The records:
◆ ◆ ◆ ◆ ◆
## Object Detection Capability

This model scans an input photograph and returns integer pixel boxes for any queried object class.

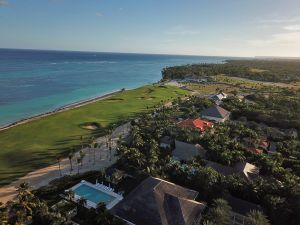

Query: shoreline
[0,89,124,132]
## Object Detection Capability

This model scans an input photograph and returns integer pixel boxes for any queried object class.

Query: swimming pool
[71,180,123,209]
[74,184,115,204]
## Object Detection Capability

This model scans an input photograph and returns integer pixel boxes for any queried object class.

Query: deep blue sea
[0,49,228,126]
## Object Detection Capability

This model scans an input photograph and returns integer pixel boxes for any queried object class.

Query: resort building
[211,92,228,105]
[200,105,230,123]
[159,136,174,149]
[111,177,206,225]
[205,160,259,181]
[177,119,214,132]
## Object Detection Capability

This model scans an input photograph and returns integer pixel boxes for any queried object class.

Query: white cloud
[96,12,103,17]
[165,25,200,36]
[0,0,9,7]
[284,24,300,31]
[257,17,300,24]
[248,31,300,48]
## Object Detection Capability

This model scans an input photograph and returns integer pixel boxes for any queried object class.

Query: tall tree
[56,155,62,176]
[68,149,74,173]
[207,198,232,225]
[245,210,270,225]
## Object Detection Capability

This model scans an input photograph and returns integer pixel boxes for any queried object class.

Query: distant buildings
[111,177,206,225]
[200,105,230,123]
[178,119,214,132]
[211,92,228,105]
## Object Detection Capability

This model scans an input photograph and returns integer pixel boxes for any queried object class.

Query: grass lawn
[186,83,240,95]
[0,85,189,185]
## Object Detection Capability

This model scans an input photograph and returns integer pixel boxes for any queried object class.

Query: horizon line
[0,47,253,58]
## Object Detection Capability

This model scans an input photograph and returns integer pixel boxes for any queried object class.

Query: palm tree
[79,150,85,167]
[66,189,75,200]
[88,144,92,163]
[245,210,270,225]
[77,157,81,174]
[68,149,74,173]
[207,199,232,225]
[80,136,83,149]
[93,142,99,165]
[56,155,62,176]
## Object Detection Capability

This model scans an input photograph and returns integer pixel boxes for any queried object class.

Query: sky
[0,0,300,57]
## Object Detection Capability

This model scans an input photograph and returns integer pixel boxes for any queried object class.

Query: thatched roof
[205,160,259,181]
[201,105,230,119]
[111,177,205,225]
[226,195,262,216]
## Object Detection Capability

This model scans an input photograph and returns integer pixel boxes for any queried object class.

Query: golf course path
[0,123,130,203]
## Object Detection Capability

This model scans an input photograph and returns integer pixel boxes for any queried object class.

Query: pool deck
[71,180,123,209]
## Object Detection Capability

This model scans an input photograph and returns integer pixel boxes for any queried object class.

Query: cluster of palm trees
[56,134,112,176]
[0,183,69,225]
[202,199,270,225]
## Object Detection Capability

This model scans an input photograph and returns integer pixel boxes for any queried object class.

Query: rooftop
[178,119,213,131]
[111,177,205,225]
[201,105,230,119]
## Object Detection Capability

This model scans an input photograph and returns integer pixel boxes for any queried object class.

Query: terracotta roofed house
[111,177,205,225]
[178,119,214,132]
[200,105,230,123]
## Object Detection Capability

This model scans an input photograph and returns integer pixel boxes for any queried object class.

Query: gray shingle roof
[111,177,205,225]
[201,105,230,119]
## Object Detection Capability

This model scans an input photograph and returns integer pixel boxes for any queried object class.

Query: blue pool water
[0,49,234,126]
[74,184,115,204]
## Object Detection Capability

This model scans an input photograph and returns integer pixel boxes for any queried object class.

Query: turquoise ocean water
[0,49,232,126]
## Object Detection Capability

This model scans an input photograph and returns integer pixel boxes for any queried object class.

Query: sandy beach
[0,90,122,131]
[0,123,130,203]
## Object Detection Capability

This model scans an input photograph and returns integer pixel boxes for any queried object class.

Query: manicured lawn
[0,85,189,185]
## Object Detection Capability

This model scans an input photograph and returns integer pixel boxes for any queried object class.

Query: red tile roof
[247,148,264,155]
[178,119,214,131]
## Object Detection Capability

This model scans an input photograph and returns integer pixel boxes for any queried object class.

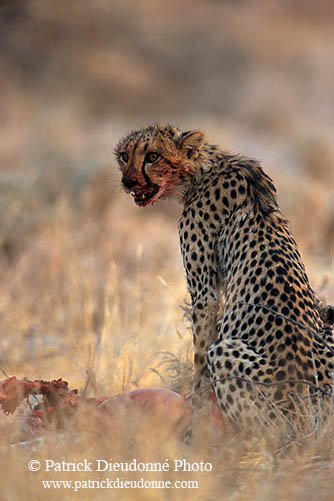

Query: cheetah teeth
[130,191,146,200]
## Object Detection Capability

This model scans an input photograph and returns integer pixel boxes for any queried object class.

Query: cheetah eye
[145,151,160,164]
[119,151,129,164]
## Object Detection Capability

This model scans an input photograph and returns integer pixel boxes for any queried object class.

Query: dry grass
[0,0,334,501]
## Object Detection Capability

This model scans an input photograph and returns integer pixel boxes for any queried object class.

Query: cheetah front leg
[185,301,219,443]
◆ ◆ ◆ ◆ ◆
Prompt:
Find each line in the material that contains the string "pool" and copy those lines out. Only matches in the same case count.

Output for this exercise:
Query: swimming pool
Query: pool deck
Query: blue pool water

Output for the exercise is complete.